Text extract
-- START --
The correction unit 11 obtains r, θ, and φ that satisfy Expression (1) shown below, where g=(x,y,t)^T denotes a value from the gravity sensor (T denotes transposition), R_z (φ) denotes a rotation matrix for rotation about the Z axis, and R_y (φ) denotes a rotation matrix for rotation about the Y axis. The correction unit 11 corrects the values detected by the sensors by applying an expression obtained by substituting r, θ, and φ thus obtained into Expression 1, to the values detected by the sensors.
-- END --
Directives
[a] Duplicate a span of the sensor-correction text word for word, beginning at the words "The correction unit 11 obtains" and stopping after "by the sensors.".
[b] According to the sensor-correction text, what does g=(x,y,t)^T denote?
[c] List every quantity that the sensor-correction text says the correction unit 11 obtains so that they satisfy Expression (1).

Extracted entries
-- START --
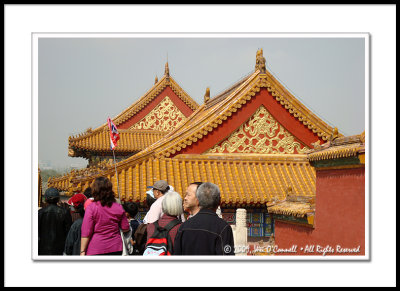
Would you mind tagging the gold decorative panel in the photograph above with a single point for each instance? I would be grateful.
(164, 117)
(260, 134)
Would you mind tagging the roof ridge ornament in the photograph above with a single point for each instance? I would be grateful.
(166, 72)
(260, 61)
(207, 95)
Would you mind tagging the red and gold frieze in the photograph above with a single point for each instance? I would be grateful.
(164, 117)
(260, 134)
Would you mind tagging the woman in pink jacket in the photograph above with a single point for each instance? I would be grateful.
(103, 219)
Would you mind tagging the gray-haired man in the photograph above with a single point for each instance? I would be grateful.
(205, 233)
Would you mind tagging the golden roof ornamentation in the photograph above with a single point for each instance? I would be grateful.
(340, 147)
(164, 117)
(260, 134)
(166, 71)
(207, 95)
(260, 61)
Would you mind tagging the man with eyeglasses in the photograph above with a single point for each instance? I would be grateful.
(190, 202)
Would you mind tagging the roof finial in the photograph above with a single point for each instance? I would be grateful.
(166, 70)
(207, 95)
(260, 61)
(335, 134)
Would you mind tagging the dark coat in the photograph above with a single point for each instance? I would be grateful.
(163, 221)
(54, 224)
(73, 240)
(204, 234)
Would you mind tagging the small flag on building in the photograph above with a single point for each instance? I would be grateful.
(114, 135)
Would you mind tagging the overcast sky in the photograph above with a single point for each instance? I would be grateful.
(82, 81)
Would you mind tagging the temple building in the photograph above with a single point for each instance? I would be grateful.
(255, 140)
(162, 108)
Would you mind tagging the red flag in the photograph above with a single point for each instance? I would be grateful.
(114, 135)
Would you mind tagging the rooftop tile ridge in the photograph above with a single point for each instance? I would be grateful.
(303, 112)
(224, 94)
(192, 103)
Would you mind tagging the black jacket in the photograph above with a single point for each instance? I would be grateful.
(73, 240)
(204, 234)
(54, 224)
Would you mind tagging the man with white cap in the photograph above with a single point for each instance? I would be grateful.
(159, 189)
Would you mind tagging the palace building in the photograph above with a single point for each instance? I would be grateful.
(256, 141)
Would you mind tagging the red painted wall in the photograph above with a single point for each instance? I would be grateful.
(167, 91)
(339, 218)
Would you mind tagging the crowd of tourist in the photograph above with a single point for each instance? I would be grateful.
(95, 223)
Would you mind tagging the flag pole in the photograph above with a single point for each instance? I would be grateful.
(116, 174)
(112, 146)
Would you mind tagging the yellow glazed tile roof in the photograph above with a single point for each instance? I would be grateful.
(212, 114)
(97, 139)
(243, 179)
(342, 147)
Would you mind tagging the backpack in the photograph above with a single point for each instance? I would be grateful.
(160, 244)
(140, 237)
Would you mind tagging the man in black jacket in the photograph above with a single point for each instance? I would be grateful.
(205, 233)
(54, 224)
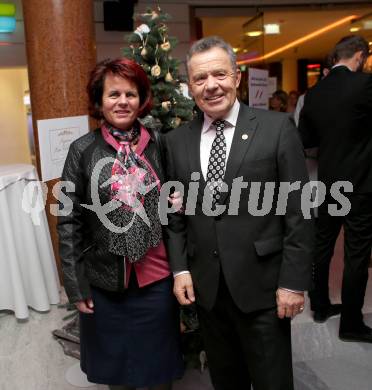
-- END --
Solutions to each task
[a]
The correction unit 11 obtains r, θ, and φ that satisfy Expression (1) shown below, where g=(x,y,t)^T denotes a value from the gravity sensor (T denotes transposition), R_z (φ) denotes a rotation matrix for rotation about the Z axis, and R_y (φ) denotes a rotation matrix for rotation about the Y axis. The correction unit 11 corrects the values detected by the sensors by applying an expression obtained by substituting r, θ, and φ thus obtained into Expression 1, to the values detected by the sensors.

[b] A value from the gravity sensor.

[c] r, θ, φ